# start of Data provided

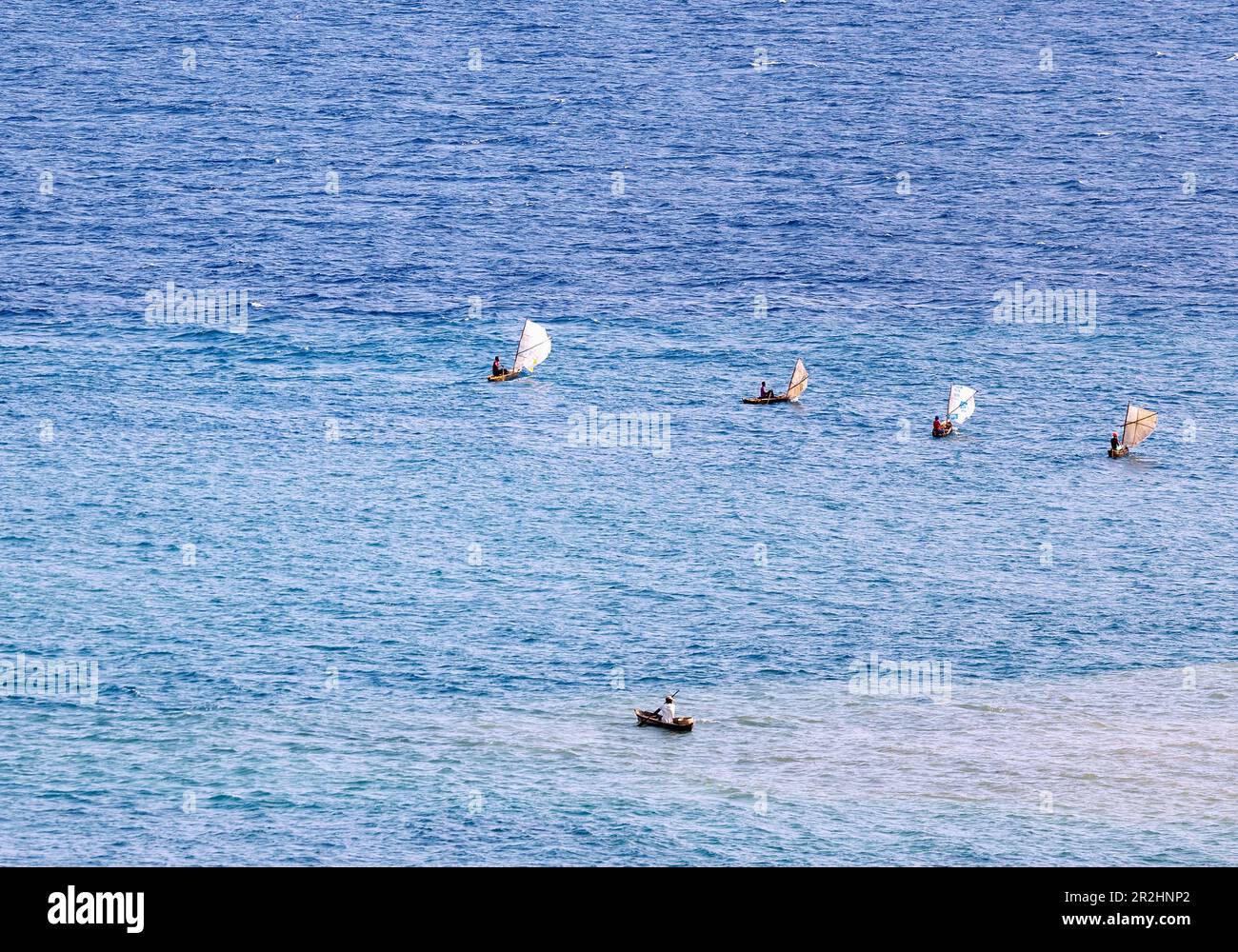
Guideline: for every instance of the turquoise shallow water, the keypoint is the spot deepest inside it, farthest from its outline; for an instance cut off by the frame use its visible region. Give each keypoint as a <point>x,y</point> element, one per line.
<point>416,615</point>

# end of Data provided
# start of Data provided

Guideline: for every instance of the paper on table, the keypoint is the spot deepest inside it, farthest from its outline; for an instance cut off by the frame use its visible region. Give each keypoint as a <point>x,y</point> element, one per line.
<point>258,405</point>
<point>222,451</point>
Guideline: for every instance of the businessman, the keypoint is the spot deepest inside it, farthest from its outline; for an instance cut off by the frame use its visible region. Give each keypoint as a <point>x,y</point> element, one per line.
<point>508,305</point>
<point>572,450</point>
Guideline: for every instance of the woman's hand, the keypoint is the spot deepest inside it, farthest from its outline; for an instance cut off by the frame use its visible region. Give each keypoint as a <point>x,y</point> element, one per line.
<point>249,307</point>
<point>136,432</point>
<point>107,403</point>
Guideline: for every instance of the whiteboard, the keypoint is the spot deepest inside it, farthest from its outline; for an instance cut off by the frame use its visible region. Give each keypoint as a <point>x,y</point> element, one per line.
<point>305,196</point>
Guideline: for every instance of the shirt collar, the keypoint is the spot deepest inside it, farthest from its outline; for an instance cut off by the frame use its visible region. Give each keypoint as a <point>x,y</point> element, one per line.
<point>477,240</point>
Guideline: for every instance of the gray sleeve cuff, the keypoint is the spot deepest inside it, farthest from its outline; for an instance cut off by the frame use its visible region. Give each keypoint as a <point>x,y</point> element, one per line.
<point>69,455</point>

# end of Data provided
# start of Data provided

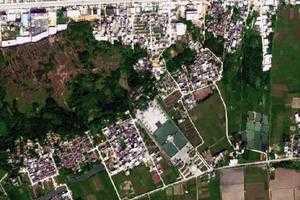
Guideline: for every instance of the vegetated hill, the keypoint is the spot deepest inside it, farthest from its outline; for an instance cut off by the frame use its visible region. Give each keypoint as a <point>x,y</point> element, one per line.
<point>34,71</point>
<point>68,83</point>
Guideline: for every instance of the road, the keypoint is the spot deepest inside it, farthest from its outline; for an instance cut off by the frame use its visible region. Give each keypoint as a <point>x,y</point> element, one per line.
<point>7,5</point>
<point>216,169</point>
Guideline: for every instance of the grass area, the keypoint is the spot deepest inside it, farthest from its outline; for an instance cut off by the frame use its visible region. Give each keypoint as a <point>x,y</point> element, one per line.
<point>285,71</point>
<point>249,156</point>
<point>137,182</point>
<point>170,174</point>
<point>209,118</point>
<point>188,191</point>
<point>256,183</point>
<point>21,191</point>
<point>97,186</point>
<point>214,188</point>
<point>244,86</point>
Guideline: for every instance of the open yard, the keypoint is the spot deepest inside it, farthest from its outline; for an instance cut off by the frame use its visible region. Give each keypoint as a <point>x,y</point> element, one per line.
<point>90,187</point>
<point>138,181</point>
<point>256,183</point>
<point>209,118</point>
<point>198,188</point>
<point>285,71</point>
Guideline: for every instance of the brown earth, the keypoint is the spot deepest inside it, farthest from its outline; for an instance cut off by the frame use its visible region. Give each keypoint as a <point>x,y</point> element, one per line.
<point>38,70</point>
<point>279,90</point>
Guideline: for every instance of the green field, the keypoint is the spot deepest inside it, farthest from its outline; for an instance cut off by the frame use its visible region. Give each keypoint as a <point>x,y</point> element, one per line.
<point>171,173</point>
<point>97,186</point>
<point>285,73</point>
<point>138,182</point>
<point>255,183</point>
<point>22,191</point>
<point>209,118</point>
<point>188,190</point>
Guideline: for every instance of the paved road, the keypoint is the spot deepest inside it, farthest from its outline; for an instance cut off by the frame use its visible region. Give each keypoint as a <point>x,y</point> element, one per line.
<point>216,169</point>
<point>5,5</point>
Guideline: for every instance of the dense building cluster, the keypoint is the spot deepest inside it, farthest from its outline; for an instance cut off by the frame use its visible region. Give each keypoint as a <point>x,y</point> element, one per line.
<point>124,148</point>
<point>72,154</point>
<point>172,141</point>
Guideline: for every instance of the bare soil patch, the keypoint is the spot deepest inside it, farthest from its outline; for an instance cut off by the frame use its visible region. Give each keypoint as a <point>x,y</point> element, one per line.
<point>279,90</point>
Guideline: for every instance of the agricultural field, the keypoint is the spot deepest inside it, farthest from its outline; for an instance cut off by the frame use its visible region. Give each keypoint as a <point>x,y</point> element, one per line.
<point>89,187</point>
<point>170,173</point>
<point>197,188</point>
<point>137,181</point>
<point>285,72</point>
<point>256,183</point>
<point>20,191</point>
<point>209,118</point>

# end of Data provided

Task objective — Return every line in the items above that contains the string "gray", matching case exactly.

Answer to the exercise —
Guideline: for every instance of the gray sleeve cuff, the keypoint is the spot deepest inside it, farthest from its outline; for an instance cut off by the frame use its visible region. Give each keypoint as a <point>x,y</point> element, one per line.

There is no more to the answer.